■ Stated exercise
Decide whether each statement agrees with the Ali-Baba film notice, answering yes or no and quoting the deciding words: 1. Albert Collas created the decorations. 2. Ali-Baba earned his living by fishing. 3. Ali-Baba hid his ass in brushwood before climbing a tree.

■ Extract
---------------

ALI-BABA and the Forty Thieves

Grand Spectacular piece represented on the Cinematograph and composed of 12 scenes, taken from the Arabian Nights.
Decorations created entirely by the well-known French Artist Albert Collas.
The Costumes have been specially designed and made up by the firm L. GRANIER, supplier to the principal Parisian theatres.
Two ballets executed by the dancers from the Opera House.
Length of the film : abt 615 feet.
Duration of the film : 12 minutes
Price: 15-7-6

Titles of the Pictures

  1. The treasure-grotto
  2. “Sesame, come open!”
  3. At the residence of Ali-Baba
  4. The robbers’ treasure
  5. Ballet executed by women
  6. Cassim’s end.
  7. The false oil merchant.
  8. A slave’s devotion.
  9. A fête at Ali-Baba’s residence.
  10. The death of the brigand chief.
  11. Ali-Baba’s triump.

END.

LEGEND

The story tells us that there lived in a little Persian village, a poor man named Ali-Baba, who had married a woman as poor as himself. The only means the man had to provide for his family consisted in wood-cutting in the neighbouring forest, which he then loaded on the back of an ass, the only possession he had, and took to be sold in the town. Now, one day, when Ali-Baba was in the forest, he heard a sound of footsteps which convinced him that there was quite a troop approaching. Persuaded that they can be no other but robbers, he decides to save himself. After having hidden his ass in some brushwood, he climbs into a tree which rose to the foot of a rock which was isolated on all sides, there he remains in the middle of the branches in such a way that he can see without being seen.

---------------

■ Provided material
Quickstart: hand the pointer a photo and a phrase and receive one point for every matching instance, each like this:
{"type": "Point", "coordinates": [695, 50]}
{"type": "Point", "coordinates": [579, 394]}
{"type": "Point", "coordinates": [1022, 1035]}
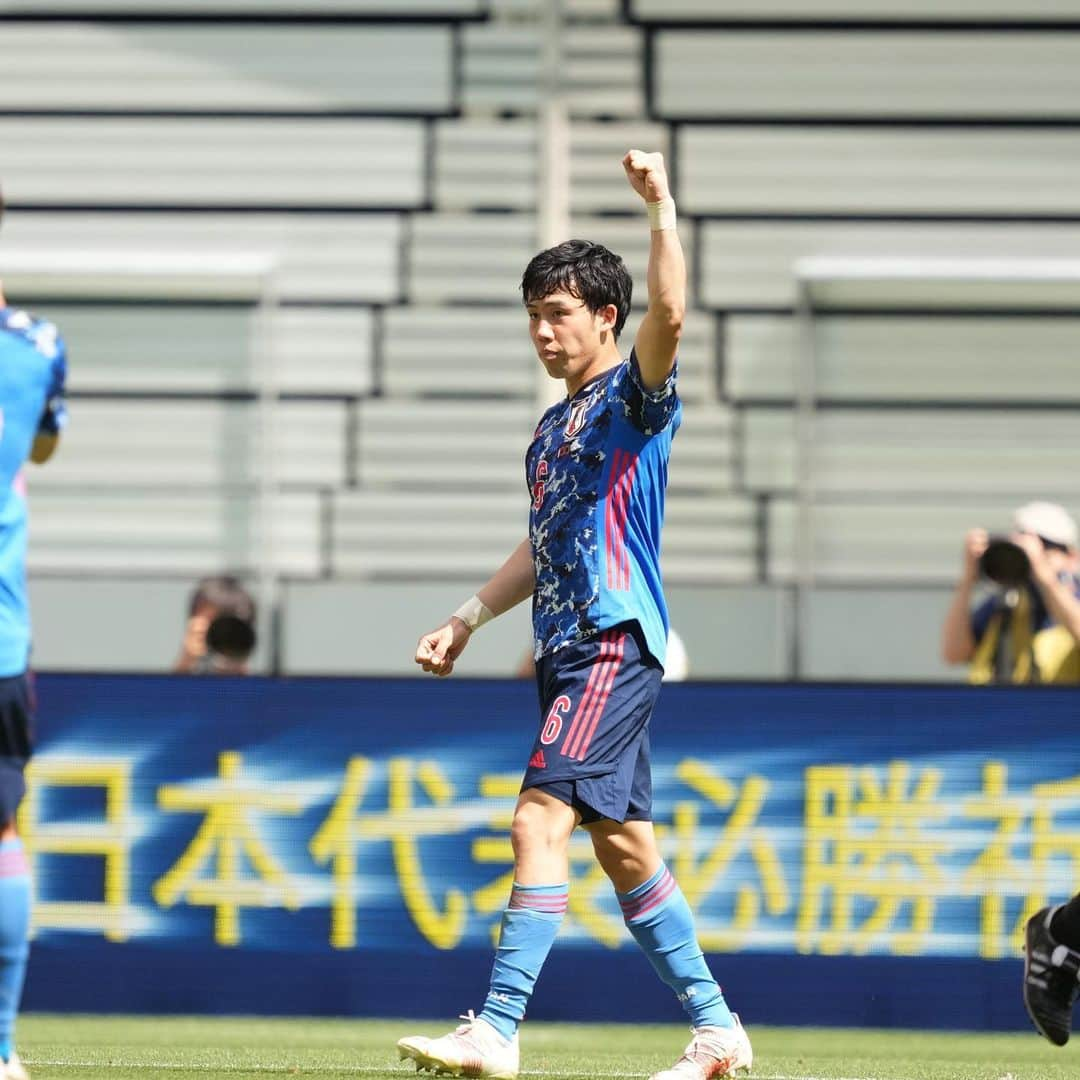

---------------

■ Response
1. Yes: "Decorations created entirely by the well-known French Artist Albert Collas."
2. No: "The only means the man had to provide for his family consisted in wood-cutting in the neighbouring forest"
3. Yes: "After having hidden his ass in some brushwood, he climbs into a tree"